ARTICLE:
━━━━━━━━━━━━━━━━━━━━

Sadly, hate conquers all in West Side Story, but the love we see and feel can hold its own. Though over a half-century old, the Bernstein/Laurents/Sondheim/Robbins tour-de-force is, like its Shakespearean source, young as first love. You don’t revive it, you detonate it, as happens repeatedly in Drury Lane’s dynamic production, which thankfully has already been extended (it’s the fastest-selling production in the company’s 30 year history).

(L to R) John Marshall Jr., Lucas Fedele, Cameron Edris, Adrian Aguilar, Carl Draper, Ryan Fitzgerald

Bernstein packed coiled energy into every song, alternating the testosterone territoriality of these gangs of New York with “Tonight” and “Somewhere,” ballads that are radiant with other-worldly beauty. The musical walks the edge between stinking streets that threaten instant death and the unearthly idealism of Tony and Maria, who enjoy two days of eternity before hate triumphs over love. The extremes here are too different not to destroy each other.

━━━━━━━━━━━━━━━━━━━━

DATASET EXTRACT:
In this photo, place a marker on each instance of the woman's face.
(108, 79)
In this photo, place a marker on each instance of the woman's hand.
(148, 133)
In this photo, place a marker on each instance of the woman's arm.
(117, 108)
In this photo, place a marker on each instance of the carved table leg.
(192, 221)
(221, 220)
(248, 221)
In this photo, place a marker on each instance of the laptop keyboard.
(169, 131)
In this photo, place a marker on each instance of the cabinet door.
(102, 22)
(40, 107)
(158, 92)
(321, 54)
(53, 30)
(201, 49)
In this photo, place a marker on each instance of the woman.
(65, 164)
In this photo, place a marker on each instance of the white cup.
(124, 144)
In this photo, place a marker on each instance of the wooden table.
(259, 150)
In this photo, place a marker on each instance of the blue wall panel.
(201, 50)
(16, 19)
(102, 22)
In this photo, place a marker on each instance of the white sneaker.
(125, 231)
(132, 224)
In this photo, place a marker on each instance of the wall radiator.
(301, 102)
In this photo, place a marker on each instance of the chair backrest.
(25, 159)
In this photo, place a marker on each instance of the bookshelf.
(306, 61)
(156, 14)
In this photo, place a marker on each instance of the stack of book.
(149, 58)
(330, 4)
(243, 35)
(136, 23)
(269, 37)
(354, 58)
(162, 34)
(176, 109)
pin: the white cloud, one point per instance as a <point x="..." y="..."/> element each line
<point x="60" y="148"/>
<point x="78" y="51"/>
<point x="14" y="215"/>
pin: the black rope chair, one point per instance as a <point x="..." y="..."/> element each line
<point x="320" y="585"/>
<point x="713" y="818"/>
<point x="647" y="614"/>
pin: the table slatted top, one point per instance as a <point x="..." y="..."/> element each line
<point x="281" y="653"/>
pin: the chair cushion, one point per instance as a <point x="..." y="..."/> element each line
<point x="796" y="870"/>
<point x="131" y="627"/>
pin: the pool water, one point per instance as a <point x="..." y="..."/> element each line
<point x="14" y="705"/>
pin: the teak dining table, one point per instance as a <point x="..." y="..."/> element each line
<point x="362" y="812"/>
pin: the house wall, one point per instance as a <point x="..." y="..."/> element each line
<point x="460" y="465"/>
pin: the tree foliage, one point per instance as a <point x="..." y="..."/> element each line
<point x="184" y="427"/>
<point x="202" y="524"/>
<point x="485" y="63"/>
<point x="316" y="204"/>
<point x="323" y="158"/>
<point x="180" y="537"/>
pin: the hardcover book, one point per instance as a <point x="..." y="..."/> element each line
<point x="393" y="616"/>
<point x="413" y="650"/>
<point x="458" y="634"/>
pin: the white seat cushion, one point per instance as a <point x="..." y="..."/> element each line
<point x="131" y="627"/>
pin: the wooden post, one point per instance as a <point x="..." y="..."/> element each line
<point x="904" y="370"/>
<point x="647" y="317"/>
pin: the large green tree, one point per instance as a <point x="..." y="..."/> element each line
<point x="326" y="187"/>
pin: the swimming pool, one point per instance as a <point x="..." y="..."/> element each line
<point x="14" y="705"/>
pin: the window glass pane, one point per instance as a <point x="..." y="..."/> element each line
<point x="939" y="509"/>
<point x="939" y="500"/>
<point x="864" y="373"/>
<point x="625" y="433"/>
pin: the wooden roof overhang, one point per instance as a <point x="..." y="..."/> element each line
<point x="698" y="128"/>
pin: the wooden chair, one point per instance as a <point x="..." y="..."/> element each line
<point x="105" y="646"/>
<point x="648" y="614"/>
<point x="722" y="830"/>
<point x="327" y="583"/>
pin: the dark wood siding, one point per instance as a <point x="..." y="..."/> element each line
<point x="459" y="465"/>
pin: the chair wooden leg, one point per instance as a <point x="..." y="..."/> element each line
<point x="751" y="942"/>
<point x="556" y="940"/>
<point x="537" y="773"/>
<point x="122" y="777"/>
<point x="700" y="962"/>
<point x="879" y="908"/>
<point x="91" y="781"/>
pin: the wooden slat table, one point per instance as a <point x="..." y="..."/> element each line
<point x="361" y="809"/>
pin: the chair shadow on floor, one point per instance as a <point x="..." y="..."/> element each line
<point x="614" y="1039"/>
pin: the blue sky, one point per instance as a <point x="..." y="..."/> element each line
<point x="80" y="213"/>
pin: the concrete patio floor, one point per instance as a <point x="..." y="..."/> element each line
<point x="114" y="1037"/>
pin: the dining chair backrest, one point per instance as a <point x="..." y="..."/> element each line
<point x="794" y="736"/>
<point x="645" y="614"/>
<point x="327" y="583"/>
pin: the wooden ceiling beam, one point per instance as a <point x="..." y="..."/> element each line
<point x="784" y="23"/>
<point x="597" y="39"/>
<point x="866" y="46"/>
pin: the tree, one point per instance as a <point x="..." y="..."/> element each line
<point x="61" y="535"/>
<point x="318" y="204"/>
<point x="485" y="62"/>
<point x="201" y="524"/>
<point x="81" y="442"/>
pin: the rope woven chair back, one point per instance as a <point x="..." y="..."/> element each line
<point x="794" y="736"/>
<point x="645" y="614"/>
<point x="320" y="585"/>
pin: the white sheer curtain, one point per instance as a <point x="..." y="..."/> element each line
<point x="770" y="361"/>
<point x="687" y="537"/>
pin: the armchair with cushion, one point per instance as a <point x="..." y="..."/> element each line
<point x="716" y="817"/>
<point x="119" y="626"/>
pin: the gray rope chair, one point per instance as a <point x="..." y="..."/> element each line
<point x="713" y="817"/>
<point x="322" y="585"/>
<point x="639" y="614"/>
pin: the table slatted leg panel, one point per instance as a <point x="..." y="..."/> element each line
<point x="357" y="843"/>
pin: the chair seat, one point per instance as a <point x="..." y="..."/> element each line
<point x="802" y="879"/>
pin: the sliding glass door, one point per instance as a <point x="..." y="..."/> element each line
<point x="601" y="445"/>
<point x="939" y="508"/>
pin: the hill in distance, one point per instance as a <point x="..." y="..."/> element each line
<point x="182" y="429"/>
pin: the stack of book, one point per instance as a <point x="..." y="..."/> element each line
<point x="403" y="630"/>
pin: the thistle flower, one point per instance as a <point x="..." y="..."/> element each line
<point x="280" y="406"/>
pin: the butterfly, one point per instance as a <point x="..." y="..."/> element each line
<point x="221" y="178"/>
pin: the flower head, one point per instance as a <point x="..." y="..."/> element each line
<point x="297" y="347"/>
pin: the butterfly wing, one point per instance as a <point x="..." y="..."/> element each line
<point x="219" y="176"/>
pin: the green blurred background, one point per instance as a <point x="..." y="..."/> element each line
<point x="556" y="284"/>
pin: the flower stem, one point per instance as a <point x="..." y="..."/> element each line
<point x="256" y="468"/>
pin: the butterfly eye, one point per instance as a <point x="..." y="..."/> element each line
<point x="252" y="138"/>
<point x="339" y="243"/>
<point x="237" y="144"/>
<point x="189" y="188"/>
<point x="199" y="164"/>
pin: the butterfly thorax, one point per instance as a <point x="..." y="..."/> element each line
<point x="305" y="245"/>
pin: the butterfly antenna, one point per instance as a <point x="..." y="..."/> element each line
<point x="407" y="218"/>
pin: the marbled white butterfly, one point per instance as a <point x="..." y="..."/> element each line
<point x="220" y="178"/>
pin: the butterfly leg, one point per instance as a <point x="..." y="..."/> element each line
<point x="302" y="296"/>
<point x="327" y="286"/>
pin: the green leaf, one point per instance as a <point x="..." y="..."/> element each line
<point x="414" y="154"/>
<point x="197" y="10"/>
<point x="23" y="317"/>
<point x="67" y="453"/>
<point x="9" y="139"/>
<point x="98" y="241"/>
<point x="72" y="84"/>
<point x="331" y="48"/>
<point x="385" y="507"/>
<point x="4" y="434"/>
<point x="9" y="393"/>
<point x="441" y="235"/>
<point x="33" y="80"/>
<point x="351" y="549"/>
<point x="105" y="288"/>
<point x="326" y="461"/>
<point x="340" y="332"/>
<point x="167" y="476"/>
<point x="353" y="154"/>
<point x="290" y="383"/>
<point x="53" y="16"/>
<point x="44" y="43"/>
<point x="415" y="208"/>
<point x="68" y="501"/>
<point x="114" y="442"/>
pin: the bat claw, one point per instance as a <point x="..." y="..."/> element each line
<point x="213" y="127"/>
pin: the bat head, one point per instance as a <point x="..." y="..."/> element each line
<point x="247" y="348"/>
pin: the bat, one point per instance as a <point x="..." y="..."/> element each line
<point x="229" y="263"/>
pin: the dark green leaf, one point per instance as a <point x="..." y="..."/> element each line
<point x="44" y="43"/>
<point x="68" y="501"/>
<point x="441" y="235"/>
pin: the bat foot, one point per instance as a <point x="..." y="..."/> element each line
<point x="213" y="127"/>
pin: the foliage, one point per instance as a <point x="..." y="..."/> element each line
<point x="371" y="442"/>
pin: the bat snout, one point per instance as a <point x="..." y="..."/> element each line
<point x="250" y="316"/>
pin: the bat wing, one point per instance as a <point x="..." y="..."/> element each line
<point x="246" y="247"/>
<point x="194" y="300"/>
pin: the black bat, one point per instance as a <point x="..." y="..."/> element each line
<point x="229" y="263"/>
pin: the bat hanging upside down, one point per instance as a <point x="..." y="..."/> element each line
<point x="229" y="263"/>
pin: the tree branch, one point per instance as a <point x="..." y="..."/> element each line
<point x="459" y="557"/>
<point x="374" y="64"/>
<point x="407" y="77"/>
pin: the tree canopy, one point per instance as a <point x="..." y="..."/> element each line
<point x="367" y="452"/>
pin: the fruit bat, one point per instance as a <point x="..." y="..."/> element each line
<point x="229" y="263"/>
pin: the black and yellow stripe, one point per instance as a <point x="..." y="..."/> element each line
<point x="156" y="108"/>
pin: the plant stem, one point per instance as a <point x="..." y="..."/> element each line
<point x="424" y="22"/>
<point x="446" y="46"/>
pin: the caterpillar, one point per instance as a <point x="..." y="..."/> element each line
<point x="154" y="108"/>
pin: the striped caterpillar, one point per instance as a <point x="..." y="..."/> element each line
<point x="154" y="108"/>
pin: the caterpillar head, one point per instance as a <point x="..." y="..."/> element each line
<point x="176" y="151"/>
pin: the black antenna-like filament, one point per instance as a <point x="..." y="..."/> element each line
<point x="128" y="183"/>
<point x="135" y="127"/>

━━━━━━━━━━━━━━━━━━━━

REQUIREMENTS:
**1.** Pull out the entire West Side Story review word for word.
**2.** Copy the listing word for word from the line containing "pin: the striped" through the final line of the listing, including both of those lines.

TASK-BY-TASK OUTPUTS:
**1.**
Sadly, hate conquers all in West Side Story, but the love we see and feel can hold its own. Though over a half-century old, the Bernstein/Laurents/Sondheim/Robbins tour-de-force is, like its Shakespearean source, young as first love. You don’t revive it, you detonate it, as happens repeatedly in Drury Lane’s dynamic production, which thankfully has already been extended (it’s the fastest-selling production in the company’s 30 year history).

(L to R) John Marshall Jr., Lucas Fedele, Cameron Edris, Adrian Aguilar, Carl Draper, Ryan Fitzgerald

Bernstein packed coiled energy into every song, alternating the testosterone territoriality of these gangs of New York with “Tonight” and “Somewhere,” ballads that are radiant with other-worldly beauty. The musical walks the edge between stinking streets that threaten instant death and the unearthly idealism of Tony and Maria, who enjoy two days of eternity before hate triumphs over love. The extremes here are too different not to destroy each other.

**2.**
pin: the striped caterpillar, one point per instance as a <point x="..." y="..."/> element each line
<point x="154" y="108"/>
pin: the caterpillar head, one point per instance as a <point x="..." y="..."/> element each line
<point x="176" y="151"/>
pin: the black antenna-like filament, one point per instance as a <point x="..." y="..."/> element each line
<point x="128" y="183"/>
<point x="135" y="127"/>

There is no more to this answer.